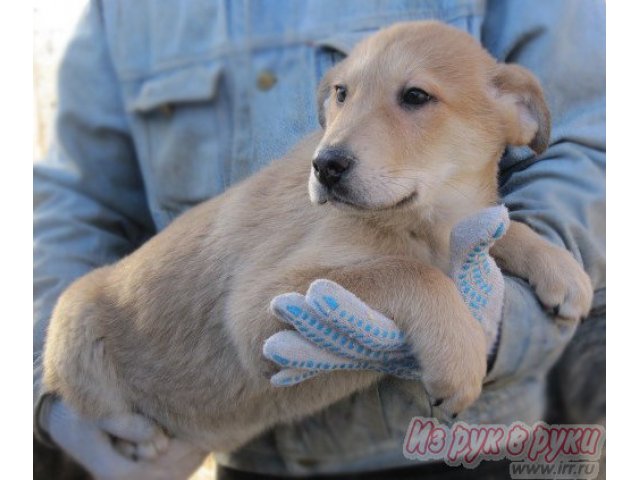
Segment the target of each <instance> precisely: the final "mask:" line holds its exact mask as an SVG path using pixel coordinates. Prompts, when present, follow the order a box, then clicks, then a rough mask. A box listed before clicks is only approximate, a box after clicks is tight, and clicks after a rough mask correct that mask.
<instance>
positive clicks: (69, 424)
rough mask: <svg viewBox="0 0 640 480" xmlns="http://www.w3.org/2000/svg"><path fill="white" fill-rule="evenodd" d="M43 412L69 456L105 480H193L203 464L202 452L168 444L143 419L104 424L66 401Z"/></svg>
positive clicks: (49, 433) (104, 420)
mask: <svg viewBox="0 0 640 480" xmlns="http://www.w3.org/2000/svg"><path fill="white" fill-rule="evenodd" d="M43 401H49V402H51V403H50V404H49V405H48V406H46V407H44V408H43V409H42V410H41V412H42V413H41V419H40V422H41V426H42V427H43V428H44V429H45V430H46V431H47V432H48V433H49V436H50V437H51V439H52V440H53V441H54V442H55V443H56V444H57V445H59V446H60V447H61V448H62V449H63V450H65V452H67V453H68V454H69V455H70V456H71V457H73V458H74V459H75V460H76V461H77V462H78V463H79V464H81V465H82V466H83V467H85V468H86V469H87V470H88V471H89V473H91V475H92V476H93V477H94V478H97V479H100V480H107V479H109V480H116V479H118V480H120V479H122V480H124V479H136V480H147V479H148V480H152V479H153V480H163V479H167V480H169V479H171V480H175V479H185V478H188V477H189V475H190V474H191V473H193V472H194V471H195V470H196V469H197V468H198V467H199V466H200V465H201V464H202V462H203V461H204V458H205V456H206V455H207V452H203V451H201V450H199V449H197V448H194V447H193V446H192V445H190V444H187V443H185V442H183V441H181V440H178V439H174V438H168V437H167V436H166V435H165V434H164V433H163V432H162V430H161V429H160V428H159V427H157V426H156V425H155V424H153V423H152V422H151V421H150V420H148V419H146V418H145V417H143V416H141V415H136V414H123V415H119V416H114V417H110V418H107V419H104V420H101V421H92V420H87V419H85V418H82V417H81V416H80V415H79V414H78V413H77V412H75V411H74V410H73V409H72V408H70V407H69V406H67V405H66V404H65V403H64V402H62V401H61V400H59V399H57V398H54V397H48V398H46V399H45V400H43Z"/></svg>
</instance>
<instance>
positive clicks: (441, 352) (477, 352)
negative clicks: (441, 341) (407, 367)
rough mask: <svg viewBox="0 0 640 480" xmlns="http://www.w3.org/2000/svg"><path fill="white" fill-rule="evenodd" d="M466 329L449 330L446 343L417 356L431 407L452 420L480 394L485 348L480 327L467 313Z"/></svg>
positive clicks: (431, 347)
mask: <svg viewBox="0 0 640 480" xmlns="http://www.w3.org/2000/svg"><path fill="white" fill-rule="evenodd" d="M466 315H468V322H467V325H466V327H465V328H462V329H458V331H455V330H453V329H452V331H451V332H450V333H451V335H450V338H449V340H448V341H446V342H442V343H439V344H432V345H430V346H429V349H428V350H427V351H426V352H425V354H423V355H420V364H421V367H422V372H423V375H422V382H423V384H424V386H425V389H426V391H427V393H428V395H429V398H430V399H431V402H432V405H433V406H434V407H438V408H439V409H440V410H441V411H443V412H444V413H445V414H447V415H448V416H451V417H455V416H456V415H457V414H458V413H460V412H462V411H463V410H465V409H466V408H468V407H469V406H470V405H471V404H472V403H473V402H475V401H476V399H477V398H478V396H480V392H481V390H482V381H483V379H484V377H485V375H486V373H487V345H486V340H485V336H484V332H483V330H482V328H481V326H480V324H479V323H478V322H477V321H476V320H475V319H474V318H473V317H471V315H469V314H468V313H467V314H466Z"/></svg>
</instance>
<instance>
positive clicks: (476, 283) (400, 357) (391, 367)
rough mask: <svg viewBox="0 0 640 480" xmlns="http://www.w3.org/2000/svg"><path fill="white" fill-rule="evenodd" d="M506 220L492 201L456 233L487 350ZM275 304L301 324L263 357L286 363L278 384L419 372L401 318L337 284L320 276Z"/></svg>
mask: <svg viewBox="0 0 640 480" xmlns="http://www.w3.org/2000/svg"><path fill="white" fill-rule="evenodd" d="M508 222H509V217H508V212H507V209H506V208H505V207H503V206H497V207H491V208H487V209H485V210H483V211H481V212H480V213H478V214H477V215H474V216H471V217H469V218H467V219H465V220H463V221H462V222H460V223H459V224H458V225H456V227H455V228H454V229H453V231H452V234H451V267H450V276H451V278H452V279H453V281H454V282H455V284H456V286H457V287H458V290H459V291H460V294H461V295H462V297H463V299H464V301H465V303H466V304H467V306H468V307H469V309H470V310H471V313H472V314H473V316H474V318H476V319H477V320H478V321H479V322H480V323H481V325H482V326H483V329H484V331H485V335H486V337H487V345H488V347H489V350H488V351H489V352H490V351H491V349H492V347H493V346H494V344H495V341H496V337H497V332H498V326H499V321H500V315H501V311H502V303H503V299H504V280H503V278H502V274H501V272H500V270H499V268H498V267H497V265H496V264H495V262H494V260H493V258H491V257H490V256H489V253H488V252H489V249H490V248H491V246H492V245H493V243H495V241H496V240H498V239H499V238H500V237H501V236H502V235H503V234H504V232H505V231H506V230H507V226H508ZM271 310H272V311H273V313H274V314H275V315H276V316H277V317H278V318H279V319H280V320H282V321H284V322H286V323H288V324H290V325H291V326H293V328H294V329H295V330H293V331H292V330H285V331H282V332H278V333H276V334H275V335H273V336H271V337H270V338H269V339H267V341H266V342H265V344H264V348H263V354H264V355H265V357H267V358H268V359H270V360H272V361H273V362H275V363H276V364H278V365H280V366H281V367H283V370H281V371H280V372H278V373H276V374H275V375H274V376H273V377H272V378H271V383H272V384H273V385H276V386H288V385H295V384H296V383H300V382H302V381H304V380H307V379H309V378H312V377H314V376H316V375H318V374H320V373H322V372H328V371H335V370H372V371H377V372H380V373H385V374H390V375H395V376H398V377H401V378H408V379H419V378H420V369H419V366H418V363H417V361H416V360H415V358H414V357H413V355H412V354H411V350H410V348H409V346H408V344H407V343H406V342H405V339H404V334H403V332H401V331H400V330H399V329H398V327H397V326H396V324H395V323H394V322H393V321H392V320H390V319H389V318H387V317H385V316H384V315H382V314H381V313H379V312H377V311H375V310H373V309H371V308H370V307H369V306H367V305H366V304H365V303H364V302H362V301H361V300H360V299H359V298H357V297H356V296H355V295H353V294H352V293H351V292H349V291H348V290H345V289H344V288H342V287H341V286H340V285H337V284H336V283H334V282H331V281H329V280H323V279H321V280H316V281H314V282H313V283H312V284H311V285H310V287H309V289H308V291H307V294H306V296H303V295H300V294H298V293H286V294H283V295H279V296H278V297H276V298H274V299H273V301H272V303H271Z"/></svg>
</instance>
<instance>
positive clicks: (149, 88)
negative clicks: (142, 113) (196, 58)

━━━━━━━━

**EXERCISE AIM**
Repeat each line of the material, unaltered, from the first through the line with "412L69 456L105 480H193L203", and include no pictures.

**EXERCISE RESULT**
Segment the target of each <instance> precisely: the final "mask:" line holds its exact mask as an SVG path using pixel coordinates. Prompts, when present, follow the order a box, then clicks, then a rough mask. A box listed before clicks is only approximate, a box after clicks is tight, and clicks after a rough mask correct that mask.
<instance>
positive clicks: (69, 424)
rough mask: <svg viewBox="0 0 640 480" xmlns="http://www.w3.org/2000/svg"><path fill="white" fill-rule="evenodd" d="M43 412L69 456L105 480H193L203 464L202 452L168 444L143 419L104 424L66 401Z"/></svg>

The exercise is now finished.